*Complete the following*.
[1] According to the passage on tea P450 gene structure, how many tea P450 family genes lack introns?
[2] Continue the passage on tea P450 gene structure and motifs from its final sentence.

*Page extract*.
....................
The majority of plant genes are often interrupted by one or more introns or exons. These configurations may be used to investigate the evolutionary link between different members of the respective gene families. Many earlier investigations have observed a correlation between exon/intron distribution patterns and their pertinent biological activities [54]. The evolutionary relationships and gene structures of the tea P450 family members were further investigated by integrating phylogenetic trees, gene structure diagrams, and motif analysis (Fig. 2A and 2B). By using the MEME website, 10 CsP450 proteins' conserved motifs were identified. The analysis revealed that the number of exons in tea P450 family genes ranged from 1 to 14, with 27 genes lacking introns and only one exon. In addition, ten conserved motifs (Motif1-Motif10) were identified in the CsP450 family proteins (Figure S1). The number of conserved motifs in tea P450 family genes varied from 1 to 10, with Motif5 to Motif8 being the most frequently occurring motifs in all genes. Furthermore, there were significant differences in the patterns of conserved motifs and gene structures between type A and non-type A P450s. For example, type A includes the CYP71 clan, which contains the following sub-families: CYP71, CYP78, CYP82, CYP89 and CYP736, while the non-type A clan included all CYPs other than CYP70 types. However, similar patterns were observed within the same subfamily, which enhanced the credibility of the phylogenetic relationships and population classifications.
....................
Stored entries:
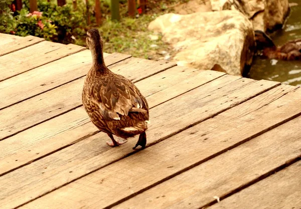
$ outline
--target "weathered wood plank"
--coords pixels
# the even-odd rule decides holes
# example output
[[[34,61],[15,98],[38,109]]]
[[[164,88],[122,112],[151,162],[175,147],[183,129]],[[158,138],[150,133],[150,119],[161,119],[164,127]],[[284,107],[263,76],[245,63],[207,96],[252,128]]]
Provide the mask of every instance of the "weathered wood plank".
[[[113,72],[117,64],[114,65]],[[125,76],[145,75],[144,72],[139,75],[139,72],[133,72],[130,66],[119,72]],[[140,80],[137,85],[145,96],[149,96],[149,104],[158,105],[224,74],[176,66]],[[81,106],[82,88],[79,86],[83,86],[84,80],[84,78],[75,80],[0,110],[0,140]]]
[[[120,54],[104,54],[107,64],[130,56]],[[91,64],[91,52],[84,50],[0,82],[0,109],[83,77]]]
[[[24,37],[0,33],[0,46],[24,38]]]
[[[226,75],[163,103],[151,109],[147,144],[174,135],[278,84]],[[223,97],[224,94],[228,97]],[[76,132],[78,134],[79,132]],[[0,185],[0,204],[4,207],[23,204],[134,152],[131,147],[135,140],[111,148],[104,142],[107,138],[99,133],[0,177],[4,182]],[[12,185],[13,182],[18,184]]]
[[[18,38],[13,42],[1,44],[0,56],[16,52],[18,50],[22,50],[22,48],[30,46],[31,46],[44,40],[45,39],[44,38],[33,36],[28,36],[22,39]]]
....................
*Per-task outputs*.
[1] 27 genes lack introns and have only one exon.

[2]
Fig. 2
figure 2

Phylogenetic relationship, gene structure, and distribution of conserved motifs of CsP450 proteins in C.sinensis. Diferent motifs are represented by diferent colored numbered boxes

Analysis of cis-acting elements of CsP450 gene family

Cis regulatory elements (CREs) are a family of non-coding DNA components that regulate gene expression at various developmental stages by influencing the transcription of nearby genes [55]. To investigate the potential response of CsP450 family members to growth and development, stress and other environmental cues, the promoter regions were analyzed using PlantCARE. The results showed that the major cis-acting elements included abscisic acid responsive elements (ABRE), jasmonic acid response elements (CGTCA-motif), low temperature responsive element (LTR), MYB binding site involved in drought-inducibility (MBS), gibberellin-responsive regulatory element (TATC-box), salicylic acid responsive element (TCA-element) and auxin-responsive element (TGA-element) (Figure S2). The predicted results further suggest that the tea CsP450 family plays an important role in regulating growth and development processes, hormone signal transduction, and response to environmental stress.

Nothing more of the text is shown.